Start of Data
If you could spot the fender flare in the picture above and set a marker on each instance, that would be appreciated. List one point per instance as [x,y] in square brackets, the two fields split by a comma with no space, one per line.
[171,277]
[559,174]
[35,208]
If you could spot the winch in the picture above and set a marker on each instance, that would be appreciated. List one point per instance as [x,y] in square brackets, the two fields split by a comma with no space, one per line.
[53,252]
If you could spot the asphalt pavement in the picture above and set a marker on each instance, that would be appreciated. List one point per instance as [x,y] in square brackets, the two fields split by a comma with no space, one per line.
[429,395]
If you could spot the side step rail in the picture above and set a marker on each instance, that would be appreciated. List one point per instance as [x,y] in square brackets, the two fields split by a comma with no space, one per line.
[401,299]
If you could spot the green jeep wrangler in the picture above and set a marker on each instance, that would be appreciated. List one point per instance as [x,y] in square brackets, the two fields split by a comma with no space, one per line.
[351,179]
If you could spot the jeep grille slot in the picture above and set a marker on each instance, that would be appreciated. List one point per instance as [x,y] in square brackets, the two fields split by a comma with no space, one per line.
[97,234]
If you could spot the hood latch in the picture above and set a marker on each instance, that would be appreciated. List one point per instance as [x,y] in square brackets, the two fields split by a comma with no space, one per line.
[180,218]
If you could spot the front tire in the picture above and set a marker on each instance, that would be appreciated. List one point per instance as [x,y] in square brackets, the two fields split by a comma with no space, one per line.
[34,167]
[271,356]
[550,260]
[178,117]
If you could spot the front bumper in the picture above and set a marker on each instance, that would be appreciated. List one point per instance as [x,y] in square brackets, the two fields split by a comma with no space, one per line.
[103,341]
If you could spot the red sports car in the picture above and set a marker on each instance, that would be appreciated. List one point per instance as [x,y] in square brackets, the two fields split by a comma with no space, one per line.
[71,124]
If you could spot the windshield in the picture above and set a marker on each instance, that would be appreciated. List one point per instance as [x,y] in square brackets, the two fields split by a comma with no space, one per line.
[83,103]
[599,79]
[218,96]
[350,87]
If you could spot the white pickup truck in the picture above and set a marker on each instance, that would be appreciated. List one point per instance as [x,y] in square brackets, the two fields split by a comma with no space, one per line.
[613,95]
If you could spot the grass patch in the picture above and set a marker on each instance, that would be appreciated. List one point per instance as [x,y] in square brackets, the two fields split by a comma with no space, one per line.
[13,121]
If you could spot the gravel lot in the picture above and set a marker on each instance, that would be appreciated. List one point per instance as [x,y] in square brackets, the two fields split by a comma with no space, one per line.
End of Data
> What to work on
Reproduce the material while keeping each line exactly as it was written.

> Answer for the task
If you could spot the fender flare in the picture above and set a marker on each instance, that would be appreciated. List one point per instance as [x,y] in square brackets, the two fields split by a comma with no space, one per line.
[171,277]
[559,174]
[35,208]
If you could spot the winch in the picture above and set a marker on each instance, that would be appreciated. List one point per instance as [x,y] in square brackets, the two fields split by a comma with no space, one per line.
[53,252]
If you could spot the asphalt pavement in the picture above and set a marker on each instance, that would be appreciated. List one point per instance as [x,y] in square brackets, the two fields split by a comma with no space, one per line.
[429,395]
If you could spot the side step rail in the picture above and set a marker on each instance, that would be appreciated. List one point per instance as [x,y] in square brackets, the two fields split by a comma with no space, one per line.
[401,299]
If you could spot the green jeep wrangler in the picture above and set a marker on each instance, that would be appreciated. List one point per instance as [x,y] in square brackets, the two fields split by a comma with no space, one per line.
[351,179]
If you could spot the jeep grille slot in the picture above and set a marker on each instance, that would be appreciated. List one point per instance as [x,y] in square brackets, the two fields split by a comma with no space, one per line.
[97,234]
If you could spot the hood latch in the picture above and set a marker on each instance, that would be appreciated. List one point per instance as [x,y] in square brackets, the two fields split by a comma with no space, one per line.
[180,218]
If you could spot the front tire in the picture above and set a marker on each instance, that would be appreciated. List one point per instance as [x,y] in square brackets, the two fields split by a comma with no space, one per line.
[34,167]
[271,356]
[550,260]
[178,117]
If you could spot the front bumper in the picture above and set a marker on each instance, that would be appreciated. List one point per instance as [x,y] in square brackets, the two fields split by a comma with no space, one per line.
[103,341]
If you could spot the red sports car in the picture above and set a marker on each instance, that would be appreciated. List one point per instance as [x,y] in square brackets, the two fields split by a comma with no space, one per line.
[71,124]
If you could spot the windshield in the picture above and set a marker on each instance, that would be appreciated. List one point per instance as [x,y] in square brackets, the two fields split by a comma with no space, one per line.
[83,103]
[599,79]
[218,96]
[350,87]
If you could spot the white pickup truck in the picture above and set a marker on each instance, that would be appreciated. List one point per instance as [x,y] in square brackets, the two fields split by a comma with no space, one per line.
[613,95]
If you could spot the grass patch in the picture above and set a marker on each instance, that would be appreciated. List one point per instance as [x,y] in square brackets, the two fields split by a comma with no space, one per line.
[13,121]
If you could spot the gravel lot in the picture above and set a marker on each instance, that would be appreciated. List one point per instance as [x,y] in square brackets, the two fields split by a comma with no space, one per line.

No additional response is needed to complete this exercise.